#### Exercise goal
Having found the line that holds "blurred background face", give that line and all lines after it again, word for word, through the end of the data below.

#### Natural-language object grounding data
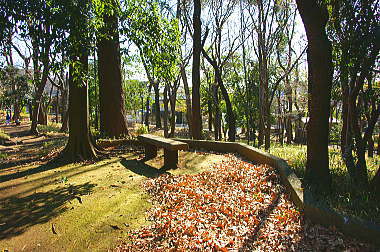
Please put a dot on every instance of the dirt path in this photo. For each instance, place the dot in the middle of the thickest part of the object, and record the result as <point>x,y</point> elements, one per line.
<point>48,206</point>
<point>24,148</point>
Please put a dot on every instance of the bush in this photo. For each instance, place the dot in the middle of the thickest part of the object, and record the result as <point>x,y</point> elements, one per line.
<point>4,136</point>
<point>142,129</point>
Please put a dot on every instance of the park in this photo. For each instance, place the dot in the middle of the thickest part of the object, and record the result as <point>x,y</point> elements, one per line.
<point>162,125</point>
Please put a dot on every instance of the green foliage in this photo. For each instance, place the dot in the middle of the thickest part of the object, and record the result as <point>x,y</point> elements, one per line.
<point>344,197</point>
<point>142,129</point>
<point>15,86</point>
<point>136,92</point>
<point>3,156</point>
<point>4,136</point>
<point>157,38</point>
<point>50,128</point>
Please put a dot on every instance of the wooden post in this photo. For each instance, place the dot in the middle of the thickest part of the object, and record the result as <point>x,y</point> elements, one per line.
<point>150,151</point>
<point>170,159</point>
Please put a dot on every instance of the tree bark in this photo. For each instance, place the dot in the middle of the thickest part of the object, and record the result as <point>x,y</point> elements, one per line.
<point>315,16</point>
<point>147,108</point>
<point>157,105</point>
<point>166,111</point>
<point>196,77</point>
<point>112,114</point>
<point>217,120</point>
<point>188,99</point>
<point>79,147</point>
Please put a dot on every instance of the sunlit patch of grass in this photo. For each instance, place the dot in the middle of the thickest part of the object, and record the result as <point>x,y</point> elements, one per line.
<point>3,156</point>
<point>51,127</point>
<point>51,145</point>
<point>4,136</point>
<point>345,197</point>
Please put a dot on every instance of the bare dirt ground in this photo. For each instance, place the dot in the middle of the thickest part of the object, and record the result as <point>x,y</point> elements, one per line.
<point>49,206</point>
<point>24,148</point>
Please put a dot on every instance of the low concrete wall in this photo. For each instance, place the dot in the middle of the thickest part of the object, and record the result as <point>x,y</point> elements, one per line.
<point>316,211</point>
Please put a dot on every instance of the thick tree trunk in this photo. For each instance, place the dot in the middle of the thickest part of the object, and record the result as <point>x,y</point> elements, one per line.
<point>111,94</point>
<point>315,16</point>
<point>79,147</point>
<point>196,77</point>
<point>157,105</point>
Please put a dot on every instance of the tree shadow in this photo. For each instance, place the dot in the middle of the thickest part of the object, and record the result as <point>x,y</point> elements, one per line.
<point>139,167</point>
<point>263,217</point>
<point>55,163</point>
<point>17,214</point>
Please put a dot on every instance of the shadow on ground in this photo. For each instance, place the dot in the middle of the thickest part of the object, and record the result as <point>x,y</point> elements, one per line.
<point>17,214</point>
<point>140,168</point>
<point>45,167</point>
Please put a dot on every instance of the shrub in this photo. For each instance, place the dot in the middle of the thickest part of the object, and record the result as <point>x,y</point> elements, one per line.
<point>142,129</point>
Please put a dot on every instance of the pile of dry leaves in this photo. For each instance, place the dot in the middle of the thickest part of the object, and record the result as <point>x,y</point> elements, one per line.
<point>235,206</point>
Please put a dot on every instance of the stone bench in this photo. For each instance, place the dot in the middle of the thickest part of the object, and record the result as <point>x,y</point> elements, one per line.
<point>171,147</point>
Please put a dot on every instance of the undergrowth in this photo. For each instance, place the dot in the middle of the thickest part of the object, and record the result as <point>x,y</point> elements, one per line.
<point>50,128</point>
<point>345,197</point>
<point>4,136</point>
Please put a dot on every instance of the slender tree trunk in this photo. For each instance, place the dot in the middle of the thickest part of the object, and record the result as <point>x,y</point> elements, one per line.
<point>172,100</point>
<point>217,120</point>
<point>188,99</point>
<point>157,105</point>
<point>57,106</point>
<point>166,111</point>
<point>112,114</point>
<point>315,16</point>
<point>371,147</point>
<point>375,183</point>
<point>147,107</point>
<point>231,121</point>
<point>196,77</point>
<point>209,108</point>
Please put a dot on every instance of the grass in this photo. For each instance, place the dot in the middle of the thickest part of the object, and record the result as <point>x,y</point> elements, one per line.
<point>89,206</point>
<point>345,197</point>
<point>3,156</point>
<point>50,128</point>
<point>4,136</point>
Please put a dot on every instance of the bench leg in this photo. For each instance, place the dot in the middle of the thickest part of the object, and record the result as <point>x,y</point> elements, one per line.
<point>150,151</point>
<point>170,159</point>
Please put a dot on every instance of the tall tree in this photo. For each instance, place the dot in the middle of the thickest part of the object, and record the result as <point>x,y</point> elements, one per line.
<point>196,75</point>
<point>79,146</point>
<point>314,15</point>
<point>112,114</point>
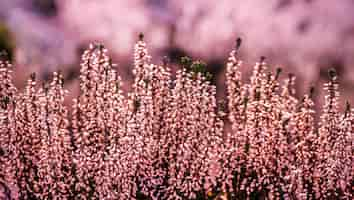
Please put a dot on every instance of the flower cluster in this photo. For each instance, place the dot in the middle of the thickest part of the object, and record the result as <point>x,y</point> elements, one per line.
<point>166,138</point>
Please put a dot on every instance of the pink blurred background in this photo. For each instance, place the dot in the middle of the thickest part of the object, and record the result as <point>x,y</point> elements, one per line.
<point>305,37</point>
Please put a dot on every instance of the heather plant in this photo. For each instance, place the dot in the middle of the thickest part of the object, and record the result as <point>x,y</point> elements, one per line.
<point>168,138</point>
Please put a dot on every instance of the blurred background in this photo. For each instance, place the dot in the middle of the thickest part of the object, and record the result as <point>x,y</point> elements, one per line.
<point>305,37</point>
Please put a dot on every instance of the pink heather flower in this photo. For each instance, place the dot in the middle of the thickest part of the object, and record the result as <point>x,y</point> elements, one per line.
<point>167,139</point>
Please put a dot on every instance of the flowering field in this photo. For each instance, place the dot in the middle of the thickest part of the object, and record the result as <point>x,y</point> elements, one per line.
<point>166,138</point>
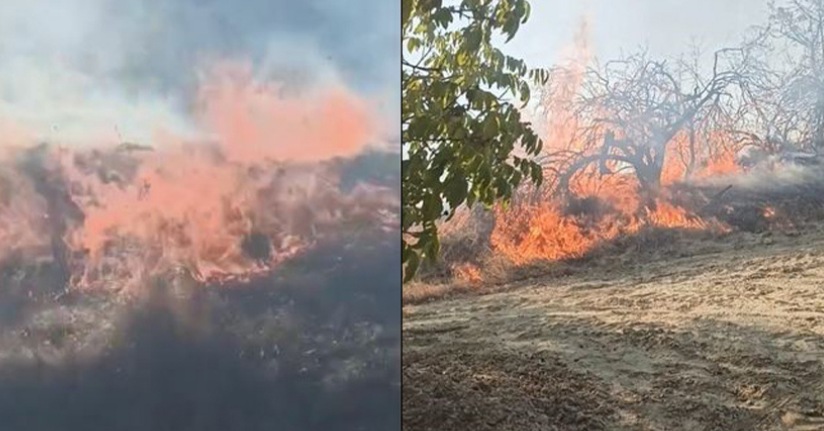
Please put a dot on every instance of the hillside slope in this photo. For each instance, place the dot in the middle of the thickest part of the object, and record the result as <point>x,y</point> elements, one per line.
<point>724,335</point>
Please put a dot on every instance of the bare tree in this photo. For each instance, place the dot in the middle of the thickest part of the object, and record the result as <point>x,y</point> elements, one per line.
<point>787,109</point>
<point>631,110</point>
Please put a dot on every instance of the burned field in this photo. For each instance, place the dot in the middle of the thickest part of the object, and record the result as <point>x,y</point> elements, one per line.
<point>663,329</point>
<point>276,337</point>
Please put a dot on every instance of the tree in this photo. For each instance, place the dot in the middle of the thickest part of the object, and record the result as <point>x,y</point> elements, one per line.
<point>459,124</point>
<point>631,112</point>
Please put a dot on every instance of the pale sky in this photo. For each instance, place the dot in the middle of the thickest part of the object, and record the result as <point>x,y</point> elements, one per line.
<point>666,27</point>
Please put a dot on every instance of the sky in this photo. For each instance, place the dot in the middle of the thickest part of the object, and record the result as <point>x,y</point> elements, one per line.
<point>666,27</point>
<point>74,67</point>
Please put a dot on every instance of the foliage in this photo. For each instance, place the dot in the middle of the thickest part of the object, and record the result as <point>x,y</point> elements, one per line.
<point>460,128</point>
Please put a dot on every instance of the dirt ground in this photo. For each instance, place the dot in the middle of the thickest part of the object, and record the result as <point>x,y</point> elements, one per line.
<point>723,335</point>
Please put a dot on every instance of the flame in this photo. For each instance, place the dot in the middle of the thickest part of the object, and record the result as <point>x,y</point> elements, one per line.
<point>603,207</point>
<point>265,190</point>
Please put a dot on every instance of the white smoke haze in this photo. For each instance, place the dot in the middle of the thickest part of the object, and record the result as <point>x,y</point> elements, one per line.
<point>92,71</point>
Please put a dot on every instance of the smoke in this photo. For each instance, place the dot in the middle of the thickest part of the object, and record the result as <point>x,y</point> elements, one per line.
<point>108,70</point>
<point>769,177</point>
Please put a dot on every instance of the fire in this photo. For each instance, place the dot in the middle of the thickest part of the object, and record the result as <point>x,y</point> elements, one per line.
<point>265,189</point>
<point>600,208</point>
<point>467,273</point>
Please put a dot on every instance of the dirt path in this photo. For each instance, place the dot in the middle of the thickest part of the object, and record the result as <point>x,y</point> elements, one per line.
<point>731,339</point>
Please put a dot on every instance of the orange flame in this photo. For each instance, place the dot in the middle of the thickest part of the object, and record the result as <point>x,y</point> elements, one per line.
<point>266,190</point>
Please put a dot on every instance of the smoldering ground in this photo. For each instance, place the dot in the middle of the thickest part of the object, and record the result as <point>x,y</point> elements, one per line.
<point>311,344</point>
<point>315,347</point>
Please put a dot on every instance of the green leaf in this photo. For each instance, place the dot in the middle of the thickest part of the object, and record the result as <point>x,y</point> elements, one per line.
<point>406,11</point>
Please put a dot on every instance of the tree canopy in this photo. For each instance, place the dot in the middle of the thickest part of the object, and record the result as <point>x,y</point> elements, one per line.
<point>460,124</point>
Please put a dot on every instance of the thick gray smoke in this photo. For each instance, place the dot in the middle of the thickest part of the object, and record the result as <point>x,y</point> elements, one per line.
<point>117,69</point>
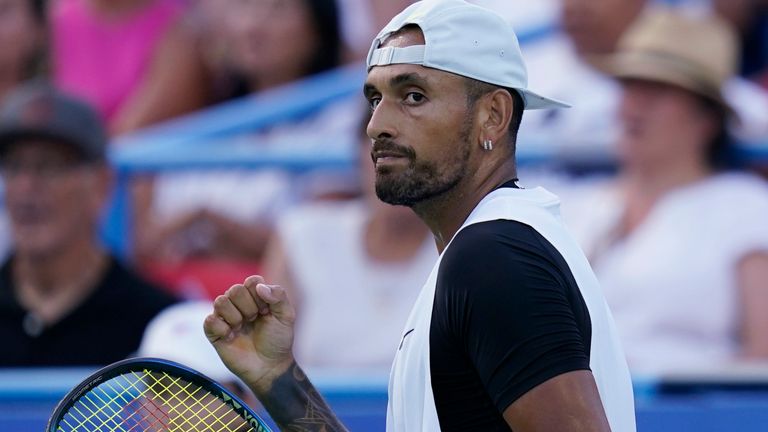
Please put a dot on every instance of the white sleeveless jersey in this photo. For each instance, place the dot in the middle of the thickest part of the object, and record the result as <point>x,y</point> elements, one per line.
<point>411,406</point>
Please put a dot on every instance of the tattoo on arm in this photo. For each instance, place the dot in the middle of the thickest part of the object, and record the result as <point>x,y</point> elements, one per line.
<point>296,406</point>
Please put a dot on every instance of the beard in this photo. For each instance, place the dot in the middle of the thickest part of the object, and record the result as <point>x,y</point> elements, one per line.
<point>422,180</point>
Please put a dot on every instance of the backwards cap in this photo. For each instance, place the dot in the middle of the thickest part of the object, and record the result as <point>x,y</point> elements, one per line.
<point>463,39</point>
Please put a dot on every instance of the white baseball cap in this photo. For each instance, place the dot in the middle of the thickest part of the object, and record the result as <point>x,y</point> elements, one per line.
<point>463,39</point>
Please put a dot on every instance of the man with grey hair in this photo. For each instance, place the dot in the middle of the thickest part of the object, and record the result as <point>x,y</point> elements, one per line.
<point>64,299</point>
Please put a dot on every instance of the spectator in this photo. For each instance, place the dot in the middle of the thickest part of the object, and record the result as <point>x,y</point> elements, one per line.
<point>135,61</point>
<point>64,300</point>
<point>366,252</point>
<point>22,36</point>
<point>198,222</point>
<point>679,244</point>
<point>275,42</point>
<point>590,32</point>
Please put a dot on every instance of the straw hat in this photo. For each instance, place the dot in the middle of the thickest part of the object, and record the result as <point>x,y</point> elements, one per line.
<point>697,53</point>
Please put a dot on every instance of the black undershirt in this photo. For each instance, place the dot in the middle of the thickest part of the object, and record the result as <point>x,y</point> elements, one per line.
<point>508,316</point>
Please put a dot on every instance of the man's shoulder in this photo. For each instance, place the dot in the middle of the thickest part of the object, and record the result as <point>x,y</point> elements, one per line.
<point>492,247</point>
<point>491,237</point>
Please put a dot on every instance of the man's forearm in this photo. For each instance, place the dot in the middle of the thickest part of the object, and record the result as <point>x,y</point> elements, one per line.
<point>295,405</point>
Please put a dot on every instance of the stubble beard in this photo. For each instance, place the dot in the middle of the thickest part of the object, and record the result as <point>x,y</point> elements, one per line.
<point>423,180</point>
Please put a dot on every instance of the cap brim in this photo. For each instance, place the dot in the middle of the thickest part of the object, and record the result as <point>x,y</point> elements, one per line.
<point>13,135</point>
<point>537,101</point>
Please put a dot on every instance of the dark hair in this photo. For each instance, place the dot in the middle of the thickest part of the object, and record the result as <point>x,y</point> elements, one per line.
<point>39,10</point>
<point>325,18</point>
<point>477,89</point>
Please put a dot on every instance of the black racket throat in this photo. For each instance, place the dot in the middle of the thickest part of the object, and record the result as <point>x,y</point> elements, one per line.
<point>152,395</point>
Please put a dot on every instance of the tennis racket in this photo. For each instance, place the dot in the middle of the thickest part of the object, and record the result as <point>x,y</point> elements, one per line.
<point>152,395</point>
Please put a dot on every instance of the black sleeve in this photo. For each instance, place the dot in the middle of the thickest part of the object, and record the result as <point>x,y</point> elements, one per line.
<point>508,301</point>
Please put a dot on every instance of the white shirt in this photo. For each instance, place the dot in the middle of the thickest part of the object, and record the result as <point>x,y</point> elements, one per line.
<point>672,282</point>
<point>352,306</point>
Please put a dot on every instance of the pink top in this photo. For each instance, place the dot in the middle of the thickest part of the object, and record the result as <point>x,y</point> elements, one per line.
<point>103,59</point>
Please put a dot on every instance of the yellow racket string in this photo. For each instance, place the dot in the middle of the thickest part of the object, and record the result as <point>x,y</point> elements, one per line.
<point>87,418</point>
<point>196,407</point>
<point>164,403</point>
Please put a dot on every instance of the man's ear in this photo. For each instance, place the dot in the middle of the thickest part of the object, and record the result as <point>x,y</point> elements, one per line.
<point>495,112</point>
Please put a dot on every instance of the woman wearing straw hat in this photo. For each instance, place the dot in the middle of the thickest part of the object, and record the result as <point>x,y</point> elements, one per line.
<point>679,244</point>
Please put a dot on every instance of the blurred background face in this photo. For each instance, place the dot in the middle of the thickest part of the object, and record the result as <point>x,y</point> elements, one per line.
<point>660,122</point>
<point>51,197</point>
<point>268,37</point>
<point>20,34</point>
<point>595,26</point>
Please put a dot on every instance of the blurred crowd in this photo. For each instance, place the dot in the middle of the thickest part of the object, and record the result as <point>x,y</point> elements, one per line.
<point>674,224</point>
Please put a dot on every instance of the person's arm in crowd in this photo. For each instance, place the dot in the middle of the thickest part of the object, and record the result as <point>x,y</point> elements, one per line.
<point>753,286</point>
<point>251,328</point>
<point>176,83</point>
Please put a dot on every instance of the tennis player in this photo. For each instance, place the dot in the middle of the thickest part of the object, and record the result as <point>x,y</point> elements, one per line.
<point>510,331</point>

#### Completed exercise
Please put a dot on every instance of the blurred background face in this photo. For each instance, place the dot in the middle of the thickest part of the object, and record the result as <point>x,y</point> elements, one per line.
<point>660,122</point>
<point>51,197</point>
<point>268,37</point>
<point>20,34</point>
<point>595,26</point>
Please put a dot on every instance of the blurred crowd in this photo. For each instance, place the dot in the middle of the thickest part of the object, and record the result as <point>x,y</point> elements, one per line.
<point>674,224</point>
Please put a dot on every instance of the person's arm in crowd in this photo. For each instance, place the dot in the middle of the thickest part of the object, and record the result as <point>x,y</point> elements, one per line.
<point>753,286</point>
<point>251,328</point>
<point>176,83</point>
Please put a dot on every instance of the tennis player in this photo. For each instance, place the dot in the middle of the thickest part of the object, and record the result as <point>x,y</point> elements, one per line.
<point>510,331</point>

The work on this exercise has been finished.